:: 取り組む課題 ::
以下のすべてのエントリーについて、「wood」を「timber」に置き換え、それ以外は変えずに各行を書き換えなさい。画像は解答に含めないこと。

:: 提示された情報 ::

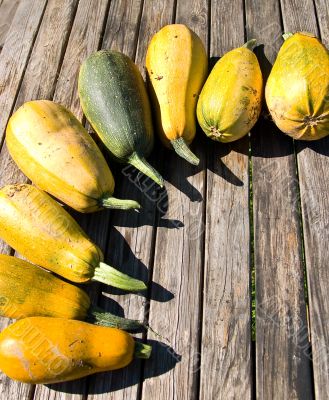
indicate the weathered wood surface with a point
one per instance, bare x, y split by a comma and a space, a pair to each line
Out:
313, 164
282, 364
7, 12
178, 248
195, 241
226, 330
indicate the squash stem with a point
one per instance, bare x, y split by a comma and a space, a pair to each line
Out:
142, 165
119, 204
250, 44
142, 350
287, 35
110, 276
182, 149
101, 317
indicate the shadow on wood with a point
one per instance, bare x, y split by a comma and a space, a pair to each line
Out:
319, 146
124, 259
163, 358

:: 解答 ::
indicate the weathered timber surface with a point
one per instance, bare x, y split by a comma and a space, a pair to each line
Out:
313, 164
282, 364
7, 12
178, 248
195, 241
226, 330
indicate the squash stem with a point
one per instance, bare x, y split by a comma and a space, a pair to each line
Out:
142, 165
119, 204
250, 44
142, 350
287, 35
110, 276
182, 149
101, 317
indicate the shadow on timber with a point
one per instance, bare x, y split by a comma and a space, a pair to each line
Out:
319, 146
124, 259
163, 358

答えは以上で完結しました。